◆ TASK DIRECTIONS:
Exact repetition is required: output every record in full.

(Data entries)
BEGIN

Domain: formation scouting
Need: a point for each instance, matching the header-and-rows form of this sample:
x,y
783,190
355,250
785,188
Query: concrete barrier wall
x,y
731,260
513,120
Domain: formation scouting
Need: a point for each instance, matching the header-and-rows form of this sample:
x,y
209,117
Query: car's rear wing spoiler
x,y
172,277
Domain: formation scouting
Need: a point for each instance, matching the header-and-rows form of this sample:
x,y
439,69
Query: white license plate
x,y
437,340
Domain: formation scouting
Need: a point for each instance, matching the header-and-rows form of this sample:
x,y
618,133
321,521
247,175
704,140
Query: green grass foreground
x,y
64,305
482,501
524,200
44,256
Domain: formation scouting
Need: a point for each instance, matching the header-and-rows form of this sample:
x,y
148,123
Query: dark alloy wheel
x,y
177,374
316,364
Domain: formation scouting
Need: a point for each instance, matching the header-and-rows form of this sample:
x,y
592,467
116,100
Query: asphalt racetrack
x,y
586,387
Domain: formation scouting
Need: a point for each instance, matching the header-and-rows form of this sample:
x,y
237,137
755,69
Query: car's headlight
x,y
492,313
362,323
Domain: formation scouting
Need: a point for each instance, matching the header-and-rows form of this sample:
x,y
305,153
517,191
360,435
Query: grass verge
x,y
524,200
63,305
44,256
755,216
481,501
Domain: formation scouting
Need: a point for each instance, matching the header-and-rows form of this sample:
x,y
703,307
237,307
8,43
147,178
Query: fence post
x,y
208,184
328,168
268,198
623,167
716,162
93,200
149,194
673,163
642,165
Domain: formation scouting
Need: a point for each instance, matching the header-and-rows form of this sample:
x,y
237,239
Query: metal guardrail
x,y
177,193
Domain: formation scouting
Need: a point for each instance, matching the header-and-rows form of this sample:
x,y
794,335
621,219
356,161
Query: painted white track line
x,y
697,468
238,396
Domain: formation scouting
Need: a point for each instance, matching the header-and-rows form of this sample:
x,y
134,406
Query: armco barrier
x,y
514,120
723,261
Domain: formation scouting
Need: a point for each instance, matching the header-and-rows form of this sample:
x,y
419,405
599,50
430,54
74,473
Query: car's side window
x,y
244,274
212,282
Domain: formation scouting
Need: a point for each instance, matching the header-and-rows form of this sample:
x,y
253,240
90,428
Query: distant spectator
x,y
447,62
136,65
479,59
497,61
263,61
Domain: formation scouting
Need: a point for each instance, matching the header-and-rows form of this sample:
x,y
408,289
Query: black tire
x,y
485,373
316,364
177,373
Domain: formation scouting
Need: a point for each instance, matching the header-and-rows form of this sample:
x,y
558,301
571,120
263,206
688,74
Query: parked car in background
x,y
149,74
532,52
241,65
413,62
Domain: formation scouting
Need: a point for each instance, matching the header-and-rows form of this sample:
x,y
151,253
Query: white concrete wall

END

◆ EXPECTED ANSWER:
Domain: formation scouting
Need: a point for each instance, matching the header-and-rows form of this sample:
x,y
783,190
355,250
785,188
Query: concrete barrier wall
x,y
731,260
513,120
Domain: formation scouting
Need: a point for each instance, matching the header-and-rows form of this sample:
x,y
209,117
Query: car's rear wing spoiler
x,y
172,277
Domain: formation scouting
Need: a point for each instance, matching the header-and-rows form of this sample:
x,y
439,69
Query: white license plate
x,y
437,340
Domain: formation scouting
Need: a point for each instance, matching the header-and-rows form of this sample:
x,y
618,133
321,521
247,175
704,140
Query: green grass foreground
x,y
64,305
482,501
524,200
44,256
Domain: formation scouting
Need: a point for each instance, matching the header-and-rows form of this sample:
x,y
148,123
Query: dark alloy wheel
x,y
177,374
316,364
Domain: formation scouting
Need: a point for each instance, matching the header-and-rows form of this sample:
x,y
592,467
116,100
Query: asphalt racetrack
x,y
586,387
Domain: formation scouting
Need: a point for each instance, matching the header-and-rows form of this sample:
x,y
237,137
755,69
Query: car's headlight
x,y
492,313
362,323
Domain: formation scouting
Need: a point for each instance, matching the header-and-rows form of this sample:
x,y
305,153
517,191
360,435
Query: grass verge
x,y
524,200
63,305
44,256
755,216
481,501
Domain: formation scouting
Need: a point for each instance, matching the header-and-rows form of this sample:
x,y
703,307
237,307
8,43
147,178
Query: fence post
x,y
208,184
328,168
268,198
623,167
716,162
93,200
149,194
673,163
642,165
Domain: formation scouting
Need: a point for each instance, matching the header-and-rows form of this sample:
x,y
237,239
Query: metal guardrail
x,y
177,193
Domain: formation scouting
Need: a point for each instance, matching the header-and-rows form of this sample:
x,y
794,335
621,219
356,161
Query: painted white track line
x,y
697,468
238,396
Domain: formation scouting
Need: a point for each instance, matching the header-and-rows form of this sample:
x,y
134,406
Query: armco barrier
x,y
514,120
723,261
Domain: formation scouting
Need: a point for each instance, matching the header-and-rows form of this sample:
x,y
419,405
599,50
430,54
74,473
Query: car's side window
x,y
244,274
212,282
Domain: formation scouting
Need: a point for each instance, matching the header-and-rows form of this sample:
x,y
253,240
90,428
Query: distant spectator
x,y
447,62
136,65
479,59
497,61
263,61
Domain: formation scouting
Need: a point for each instance, matching the header-and-rows form of this sample:
x,y
408,289
Query: black tire
x,y
485,373
316,364
177,373
Domain: formation scouting
Need: a point for each instance, matching the header-and-rows form of this sample:
x,y
558,301
571,120
263,206
688,74
Query: parked car in background
x,y
149,74
532,52
241,65
413,62
Domain: formation scouting
Need: a point for each instance, matching the header-and-rows form of this sample:
x,y
151,253
Query: white concrete wall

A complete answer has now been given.